• Information shown:
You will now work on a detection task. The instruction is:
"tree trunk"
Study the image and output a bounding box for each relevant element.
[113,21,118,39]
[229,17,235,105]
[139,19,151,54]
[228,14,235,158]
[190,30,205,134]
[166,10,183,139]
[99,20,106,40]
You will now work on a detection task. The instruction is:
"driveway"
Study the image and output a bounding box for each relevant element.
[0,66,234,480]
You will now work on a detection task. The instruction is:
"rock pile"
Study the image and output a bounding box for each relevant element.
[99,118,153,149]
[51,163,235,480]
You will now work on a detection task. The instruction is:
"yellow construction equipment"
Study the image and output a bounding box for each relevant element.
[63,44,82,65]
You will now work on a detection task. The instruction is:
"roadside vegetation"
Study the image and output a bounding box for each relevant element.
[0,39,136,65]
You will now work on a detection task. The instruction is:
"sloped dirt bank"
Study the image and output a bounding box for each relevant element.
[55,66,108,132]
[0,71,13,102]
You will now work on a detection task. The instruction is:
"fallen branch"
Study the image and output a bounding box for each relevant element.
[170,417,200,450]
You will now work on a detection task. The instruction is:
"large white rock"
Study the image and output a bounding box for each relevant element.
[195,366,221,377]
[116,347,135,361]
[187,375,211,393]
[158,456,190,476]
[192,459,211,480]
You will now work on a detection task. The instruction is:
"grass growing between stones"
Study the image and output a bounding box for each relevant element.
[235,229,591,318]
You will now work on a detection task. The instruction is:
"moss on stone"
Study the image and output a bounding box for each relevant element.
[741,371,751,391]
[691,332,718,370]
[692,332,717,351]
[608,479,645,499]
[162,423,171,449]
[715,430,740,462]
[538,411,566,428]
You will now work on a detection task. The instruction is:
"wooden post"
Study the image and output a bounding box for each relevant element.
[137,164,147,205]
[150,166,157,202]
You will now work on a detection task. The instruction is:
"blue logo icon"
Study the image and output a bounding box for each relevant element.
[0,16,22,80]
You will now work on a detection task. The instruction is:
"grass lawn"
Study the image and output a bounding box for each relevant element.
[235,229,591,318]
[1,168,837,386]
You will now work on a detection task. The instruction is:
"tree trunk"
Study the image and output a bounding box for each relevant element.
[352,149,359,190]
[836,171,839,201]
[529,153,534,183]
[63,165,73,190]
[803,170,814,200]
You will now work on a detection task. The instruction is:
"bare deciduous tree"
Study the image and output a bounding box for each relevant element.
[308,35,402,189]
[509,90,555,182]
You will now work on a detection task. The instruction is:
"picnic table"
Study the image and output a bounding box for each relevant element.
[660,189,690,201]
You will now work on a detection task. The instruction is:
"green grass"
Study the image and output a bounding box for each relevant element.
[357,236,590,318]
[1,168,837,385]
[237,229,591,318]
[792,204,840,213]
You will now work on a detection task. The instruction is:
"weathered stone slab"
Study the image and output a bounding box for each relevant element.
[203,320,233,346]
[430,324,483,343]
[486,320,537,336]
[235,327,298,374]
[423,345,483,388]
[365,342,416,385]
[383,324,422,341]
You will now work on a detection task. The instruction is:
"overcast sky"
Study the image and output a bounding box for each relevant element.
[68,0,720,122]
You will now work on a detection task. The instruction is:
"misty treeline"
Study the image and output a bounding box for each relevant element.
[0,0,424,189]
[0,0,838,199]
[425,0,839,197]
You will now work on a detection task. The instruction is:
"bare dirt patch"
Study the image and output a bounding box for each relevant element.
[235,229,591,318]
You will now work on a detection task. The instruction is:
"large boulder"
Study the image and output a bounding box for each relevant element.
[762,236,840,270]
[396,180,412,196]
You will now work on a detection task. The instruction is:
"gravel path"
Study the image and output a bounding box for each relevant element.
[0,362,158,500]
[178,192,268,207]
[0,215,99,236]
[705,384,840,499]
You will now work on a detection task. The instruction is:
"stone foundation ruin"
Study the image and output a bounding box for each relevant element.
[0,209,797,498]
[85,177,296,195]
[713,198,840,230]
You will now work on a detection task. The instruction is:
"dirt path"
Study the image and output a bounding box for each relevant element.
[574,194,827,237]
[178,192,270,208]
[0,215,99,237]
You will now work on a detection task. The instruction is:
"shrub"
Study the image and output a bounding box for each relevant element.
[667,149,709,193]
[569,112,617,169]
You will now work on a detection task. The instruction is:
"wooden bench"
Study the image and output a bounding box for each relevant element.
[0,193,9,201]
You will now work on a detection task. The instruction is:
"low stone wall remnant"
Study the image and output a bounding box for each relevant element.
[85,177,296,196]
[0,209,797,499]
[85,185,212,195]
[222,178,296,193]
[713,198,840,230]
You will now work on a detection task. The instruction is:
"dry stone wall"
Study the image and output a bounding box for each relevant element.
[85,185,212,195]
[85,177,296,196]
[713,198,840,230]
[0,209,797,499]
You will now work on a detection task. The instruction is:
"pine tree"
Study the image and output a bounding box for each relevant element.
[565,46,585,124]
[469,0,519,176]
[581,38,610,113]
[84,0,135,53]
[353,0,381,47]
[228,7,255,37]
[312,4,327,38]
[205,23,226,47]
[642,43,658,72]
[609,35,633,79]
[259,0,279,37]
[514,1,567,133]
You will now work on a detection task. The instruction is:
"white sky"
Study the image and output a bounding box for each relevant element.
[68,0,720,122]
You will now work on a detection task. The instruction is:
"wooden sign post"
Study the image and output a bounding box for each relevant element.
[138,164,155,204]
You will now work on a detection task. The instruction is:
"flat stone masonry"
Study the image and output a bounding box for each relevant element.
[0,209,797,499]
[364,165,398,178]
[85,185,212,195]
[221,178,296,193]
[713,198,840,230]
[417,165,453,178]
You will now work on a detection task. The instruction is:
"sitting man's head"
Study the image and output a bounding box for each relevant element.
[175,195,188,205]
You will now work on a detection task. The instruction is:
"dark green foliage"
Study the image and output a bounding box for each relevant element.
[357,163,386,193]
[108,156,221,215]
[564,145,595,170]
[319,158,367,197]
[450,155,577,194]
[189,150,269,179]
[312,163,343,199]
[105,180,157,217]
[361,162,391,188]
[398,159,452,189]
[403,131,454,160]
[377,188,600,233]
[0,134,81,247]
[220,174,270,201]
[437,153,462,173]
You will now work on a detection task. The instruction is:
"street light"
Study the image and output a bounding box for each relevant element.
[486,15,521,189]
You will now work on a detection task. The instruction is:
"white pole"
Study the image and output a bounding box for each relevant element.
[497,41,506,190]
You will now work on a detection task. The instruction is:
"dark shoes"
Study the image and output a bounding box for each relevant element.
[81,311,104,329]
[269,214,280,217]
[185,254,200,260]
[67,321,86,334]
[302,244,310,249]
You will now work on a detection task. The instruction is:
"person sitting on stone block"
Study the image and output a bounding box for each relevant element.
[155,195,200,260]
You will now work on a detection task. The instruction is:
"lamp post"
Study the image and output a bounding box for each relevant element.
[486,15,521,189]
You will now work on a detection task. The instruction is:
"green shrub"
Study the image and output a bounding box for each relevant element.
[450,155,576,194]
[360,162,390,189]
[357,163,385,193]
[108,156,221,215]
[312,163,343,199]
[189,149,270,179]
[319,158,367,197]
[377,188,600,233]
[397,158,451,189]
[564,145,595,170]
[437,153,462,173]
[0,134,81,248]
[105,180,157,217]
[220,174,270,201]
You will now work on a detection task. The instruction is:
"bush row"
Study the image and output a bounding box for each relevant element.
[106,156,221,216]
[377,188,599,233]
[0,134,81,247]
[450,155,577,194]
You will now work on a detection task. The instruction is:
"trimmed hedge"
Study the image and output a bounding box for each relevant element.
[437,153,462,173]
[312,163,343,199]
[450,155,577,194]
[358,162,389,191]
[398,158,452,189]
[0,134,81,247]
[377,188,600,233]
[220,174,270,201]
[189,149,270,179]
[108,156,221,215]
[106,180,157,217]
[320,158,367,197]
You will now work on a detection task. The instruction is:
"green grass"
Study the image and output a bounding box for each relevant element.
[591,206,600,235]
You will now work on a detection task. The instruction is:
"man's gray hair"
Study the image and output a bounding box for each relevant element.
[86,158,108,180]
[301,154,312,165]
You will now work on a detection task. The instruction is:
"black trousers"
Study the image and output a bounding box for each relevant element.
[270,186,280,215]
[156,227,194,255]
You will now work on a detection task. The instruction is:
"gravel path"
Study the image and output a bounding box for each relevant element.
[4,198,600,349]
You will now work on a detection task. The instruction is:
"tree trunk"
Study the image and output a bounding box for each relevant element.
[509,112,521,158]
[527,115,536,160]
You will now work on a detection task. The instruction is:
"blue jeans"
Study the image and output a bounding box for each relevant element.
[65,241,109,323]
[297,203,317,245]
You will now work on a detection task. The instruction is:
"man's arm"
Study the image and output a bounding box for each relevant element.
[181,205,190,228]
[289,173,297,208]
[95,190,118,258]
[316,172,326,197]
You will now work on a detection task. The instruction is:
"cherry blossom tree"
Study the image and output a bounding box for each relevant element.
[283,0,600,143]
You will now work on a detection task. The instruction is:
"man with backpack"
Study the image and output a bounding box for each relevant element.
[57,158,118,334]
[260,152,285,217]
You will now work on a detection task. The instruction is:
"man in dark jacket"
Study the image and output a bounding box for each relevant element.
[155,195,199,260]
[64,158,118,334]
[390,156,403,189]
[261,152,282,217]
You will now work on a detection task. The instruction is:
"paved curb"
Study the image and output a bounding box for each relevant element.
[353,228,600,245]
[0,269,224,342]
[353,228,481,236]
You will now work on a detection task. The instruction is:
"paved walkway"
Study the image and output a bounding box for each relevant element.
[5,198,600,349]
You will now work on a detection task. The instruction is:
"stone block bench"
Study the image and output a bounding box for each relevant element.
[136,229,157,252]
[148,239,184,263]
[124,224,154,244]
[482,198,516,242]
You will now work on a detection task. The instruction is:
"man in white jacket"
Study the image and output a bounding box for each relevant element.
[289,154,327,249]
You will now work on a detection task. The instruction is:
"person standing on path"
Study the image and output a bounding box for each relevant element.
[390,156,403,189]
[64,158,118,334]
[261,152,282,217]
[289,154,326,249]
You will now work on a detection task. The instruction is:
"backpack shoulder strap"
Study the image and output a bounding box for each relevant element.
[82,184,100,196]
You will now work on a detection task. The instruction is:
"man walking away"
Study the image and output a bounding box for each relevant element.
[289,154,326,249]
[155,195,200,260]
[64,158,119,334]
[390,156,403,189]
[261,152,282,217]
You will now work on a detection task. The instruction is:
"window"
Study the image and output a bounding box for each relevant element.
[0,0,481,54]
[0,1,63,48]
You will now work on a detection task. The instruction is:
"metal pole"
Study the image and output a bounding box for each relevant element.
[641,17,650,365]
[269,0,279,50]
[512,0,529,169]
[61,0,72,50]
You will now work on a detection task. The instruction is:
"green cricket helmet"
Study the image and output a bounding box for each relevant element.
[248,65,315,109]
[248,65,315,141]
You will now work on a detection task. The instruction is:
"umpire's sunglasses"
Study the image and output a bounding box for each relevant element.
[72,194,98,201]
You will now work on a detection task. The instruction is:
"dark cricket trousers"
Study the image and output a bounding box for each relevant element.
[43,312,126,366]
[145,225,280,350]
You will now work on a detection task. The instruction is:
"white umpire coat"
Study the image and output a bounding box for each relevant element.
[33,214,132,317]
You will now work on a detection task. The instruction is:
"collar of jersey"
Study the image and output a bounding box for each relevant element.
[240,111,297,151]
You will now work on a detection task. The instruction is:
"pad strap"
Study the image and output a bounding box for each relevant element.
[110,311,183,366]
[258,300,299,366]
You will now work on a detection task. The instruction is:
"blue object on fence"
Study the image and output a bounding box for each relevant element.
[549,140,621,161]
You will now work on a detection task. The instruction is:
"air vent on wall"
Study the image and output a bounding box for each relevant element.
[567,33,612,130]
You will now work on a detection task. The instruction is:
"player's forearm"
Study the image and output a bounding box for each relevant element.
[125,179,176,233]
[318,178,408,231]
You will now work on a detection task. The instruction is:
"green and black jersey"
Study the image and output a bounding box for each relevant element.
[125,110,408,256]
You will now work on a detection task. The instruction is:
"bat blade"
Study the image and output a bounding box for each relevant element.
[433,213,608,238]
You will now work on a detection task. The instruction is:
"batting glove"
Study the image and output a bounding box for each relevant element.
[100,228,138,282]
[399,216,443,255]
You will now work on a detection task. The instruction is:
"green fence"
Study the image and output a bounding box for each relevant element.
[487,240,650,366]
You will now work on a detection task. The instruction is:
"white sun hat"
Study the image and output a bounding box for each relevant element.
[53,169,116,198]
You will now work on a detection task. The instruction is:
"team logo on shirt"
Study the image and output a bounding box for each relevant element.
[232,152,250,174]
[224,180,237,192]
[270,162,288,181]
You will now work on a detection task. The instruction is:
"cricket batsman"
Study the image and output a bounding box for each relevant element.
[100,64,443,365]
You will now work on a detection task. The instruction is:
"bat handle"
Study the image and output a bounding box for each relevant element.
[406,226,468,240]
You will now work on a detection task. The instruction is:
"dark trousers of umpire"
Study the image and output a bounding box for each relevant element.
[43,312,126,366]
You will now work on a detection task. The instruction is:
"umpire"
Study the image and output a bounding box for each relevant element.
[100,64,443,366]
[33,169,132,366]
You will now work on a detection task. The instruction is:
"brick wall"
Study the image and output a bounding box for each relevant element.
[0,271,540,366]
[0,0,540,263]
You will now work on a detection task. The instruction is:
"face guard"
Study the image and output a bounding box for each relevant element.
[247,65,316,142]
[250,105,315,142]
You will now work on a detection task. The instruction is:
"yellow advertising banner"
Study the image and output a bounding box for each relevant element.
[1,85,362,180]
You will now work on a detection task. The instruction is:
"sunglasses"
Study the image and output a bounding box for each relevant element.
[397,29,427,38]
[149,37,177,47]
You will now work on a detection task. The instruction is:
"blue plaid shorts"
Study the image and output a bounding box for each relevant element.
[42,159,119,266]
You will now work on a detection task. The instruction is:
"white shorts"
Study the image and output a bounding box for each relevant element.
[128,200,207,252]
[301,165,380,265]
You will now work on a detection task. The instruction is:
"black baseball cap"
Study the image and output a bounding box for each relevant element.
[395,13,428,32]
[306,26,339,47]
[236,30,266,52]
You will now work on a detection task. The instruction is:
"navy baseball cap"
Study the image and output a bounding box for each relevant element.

• Action item:
Across all the lines of the data, count those that include the word "block" and reply with that number only.

• Task response:
2